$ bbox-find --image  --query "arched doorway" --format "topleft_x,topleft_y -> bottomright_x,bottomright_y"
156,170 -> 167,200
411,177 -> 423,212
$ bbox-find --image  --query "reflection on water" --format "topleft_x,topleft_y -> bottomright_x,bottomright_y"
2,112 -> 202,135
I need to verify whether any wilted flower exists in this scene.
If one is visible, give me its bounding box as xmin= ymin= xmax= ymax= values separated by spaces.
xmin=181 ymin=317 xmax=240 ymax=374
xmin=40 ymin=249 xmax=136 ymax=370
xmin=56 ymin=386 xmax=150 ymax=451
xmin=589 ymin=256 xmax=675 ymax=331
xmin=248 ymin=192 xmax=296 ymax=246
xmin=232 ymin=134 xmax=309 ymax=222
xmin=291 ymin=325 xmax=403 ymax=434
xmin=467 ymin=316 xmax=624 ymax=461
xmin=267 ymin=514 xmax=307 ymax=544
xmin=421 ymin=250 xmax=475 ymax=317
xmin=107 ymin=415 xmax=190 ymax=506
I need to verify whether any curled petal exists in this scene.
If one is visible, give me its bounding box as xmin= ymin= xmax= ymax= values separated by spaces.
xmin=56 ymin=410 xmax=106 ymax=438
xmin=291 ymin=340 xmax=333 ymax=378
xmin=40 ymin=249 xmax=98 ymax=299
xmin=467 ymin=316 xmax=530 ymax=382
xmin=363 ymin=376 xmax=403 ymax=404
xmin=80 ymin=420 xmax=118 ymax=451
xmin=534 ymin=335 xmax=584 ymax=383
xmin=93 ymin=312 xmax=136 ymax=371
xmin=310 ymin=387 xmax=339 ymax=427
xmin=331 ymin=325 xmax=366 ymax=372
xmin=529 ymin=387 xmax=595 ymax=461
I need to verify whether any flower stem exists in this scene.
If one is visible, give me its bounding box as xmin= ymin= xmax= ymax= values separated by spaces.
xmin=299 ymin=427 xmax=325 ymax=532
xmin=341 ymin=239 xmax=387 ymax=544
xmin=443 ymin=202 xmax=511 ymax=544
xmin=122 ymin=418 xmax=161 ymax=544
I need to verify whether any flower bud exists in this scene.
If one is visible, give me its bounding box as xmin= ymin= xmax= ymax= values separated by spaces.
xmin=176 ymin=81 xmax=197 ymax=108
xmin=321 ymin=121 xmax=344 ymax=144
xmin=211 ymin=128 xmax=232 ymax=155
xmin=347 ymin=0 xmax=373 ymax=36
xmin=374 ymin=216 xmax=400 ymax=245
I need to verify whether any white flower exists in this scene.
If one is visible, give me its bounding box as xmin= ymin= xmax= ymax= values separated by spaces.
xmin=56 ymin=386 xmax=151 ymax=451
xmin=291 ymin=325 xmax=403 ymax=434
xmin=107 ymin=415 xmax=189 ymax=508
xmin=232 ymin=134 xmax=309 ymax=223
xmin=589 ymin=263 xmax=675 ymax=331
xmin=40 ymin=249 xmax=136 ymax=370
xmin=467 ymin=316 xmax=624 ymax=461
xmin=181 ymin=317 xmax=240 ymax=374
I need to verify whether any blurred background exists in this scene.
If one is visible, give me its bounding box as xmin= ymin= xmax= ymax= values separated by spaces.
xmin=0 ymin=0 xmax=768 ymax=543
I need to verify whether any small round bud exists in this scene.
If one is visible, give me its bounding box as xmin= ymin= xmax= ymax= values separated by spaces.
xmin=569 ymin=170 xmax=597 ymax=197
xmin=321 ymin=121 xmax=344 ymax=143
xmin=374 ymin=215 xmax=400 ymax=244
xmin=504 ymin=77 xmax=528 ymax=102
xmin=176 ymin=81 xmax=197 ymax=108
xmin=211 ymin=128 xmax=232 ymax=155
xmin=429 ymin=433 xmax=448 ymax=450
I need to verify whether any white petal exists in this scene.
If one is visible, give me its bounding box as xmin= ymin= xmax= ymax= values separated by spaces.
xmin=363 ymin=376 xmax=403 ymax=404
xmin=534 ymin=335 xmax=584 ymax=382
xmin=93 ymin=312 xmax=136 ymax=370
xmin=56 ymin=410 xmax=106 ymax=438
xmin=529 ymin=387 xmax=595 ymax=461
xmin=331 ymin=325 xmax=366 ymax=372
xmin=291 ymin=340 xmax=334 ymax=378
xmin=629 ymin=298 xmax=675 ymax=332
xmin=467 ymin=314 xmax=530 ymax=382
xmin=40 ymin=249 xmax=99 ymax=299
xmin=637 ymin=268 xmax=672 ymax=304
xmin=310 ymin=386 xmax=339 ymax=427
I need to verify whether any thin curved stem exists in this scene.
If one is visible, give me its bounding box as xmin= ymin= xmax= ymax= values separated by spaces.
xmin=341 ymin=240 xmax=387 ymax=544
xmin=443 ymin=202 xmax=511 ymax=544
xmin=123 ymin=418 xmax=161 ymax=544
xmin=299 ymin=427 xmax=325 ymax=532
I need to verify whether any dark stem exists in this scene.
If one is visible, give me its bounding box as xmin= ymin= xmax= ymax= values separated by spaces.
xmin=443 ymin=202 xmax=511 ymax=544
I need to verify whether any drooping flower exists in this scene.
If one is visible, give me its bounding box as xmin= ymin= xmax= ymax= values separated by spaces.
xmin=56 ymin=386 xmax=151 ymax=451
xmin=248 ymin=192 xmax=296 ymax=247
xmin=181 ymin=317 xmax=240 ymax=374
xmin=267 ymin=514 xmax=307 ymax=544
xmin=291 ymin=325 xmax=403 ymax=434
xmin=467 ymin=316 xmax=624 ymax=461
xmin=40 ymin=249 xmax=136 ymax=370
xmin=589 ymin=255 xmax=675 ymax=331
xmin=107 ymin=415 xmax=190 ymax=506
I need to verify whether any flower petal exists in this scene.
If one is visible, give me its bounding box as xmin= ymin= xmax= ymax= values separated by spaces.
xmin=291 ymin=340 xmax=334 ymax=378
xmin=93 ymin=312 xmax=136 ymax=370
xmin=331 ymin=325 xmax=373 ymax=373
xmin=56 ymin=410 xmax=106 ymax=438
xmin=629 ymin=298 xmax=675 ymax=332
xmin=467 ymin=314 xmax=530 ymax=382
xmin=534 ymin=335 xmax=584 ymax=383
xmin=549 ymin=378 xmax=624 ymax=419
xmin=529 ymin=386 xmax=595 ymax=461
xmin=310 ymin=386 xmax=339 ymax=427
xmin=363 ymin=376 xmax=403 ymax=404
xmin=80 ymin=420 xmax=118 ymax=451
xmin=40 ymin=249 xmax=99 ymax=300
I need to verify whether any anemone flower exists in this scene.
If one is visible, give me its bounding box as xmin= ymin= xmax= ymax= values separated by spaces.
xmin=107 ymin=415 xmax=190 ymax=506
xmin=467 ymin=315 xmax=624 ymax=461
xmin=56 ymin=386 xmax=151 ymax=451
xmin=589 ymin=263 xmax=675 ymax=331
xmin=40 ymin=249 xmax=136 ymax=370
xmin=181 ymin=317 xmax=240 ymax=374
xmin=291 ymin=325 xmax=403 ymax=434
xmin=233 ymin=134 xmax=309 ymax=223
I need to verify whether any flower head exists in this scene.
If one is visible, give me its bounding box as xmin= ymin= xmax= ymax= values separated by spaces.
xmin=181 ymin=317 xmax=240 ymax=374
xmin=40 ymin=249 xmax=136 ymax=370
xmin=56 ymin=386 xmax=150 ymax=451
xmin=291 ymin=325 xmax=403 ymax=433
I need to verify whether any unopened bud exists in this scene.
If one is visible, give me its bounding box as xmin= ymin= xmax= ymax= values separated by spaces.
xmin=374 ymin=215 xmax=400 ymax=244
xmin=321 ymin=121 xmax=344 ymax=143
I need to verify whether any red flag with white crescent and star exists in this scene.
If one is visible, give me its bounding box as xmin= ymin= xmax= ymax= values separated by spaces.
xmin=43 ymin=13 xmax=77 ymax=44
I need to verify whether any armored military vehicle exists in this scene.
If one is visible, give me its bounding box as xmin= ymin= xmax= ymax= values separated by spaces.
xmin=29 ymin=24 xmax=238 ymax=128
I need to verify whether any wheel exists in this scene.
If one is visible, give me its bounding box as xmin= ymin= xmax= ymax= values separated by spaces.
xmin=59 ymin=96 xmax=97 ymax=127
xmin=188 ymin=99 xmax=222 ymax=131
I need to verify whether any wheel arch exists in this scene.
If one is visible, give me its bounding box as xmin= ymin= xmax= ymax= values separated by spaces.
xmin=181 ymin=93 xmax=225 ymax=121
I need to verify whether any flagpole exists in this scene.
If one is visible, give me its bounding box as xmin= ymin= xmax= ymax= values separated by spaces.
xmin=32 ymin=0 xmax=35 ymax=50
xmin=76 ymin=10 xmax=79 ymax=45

----------

## [GIVEN TASK]
Return, without any change, every line from the line with "I need to verify whether any white petal" up to and including the line with "xmin=40 ymin=249 xmax=99 ymax=299".

## [RESULT OF THIS TASK]
I need to verify whether any white petal exists in this scene.
If one is visible, give me its bounding box as xmin= ymin= xmax= ymax= values separated by spaces.
xmin=363 ymin=376 xmax=403 ymax=404
xmin=534 ymin=335 xmax=584 ymax=382
xmin=93 ymin=312 xmax=136 ymax=370
xmin=56 ymin=410 xmax=106 ymax=438
xmin=529 ymin=387 xmax=595 ymax=461
xmin=331 ymin=325 xmax=366 ymax=372
xmin=291 ymin=340 xmax=334 ymax=378
xmin=629 ymin=298 xmax=675 ymax=332
xmin=467 ymin=314 xmax=530 ymax=382
xmin=40 ymin=249 xmax=99 ymax=299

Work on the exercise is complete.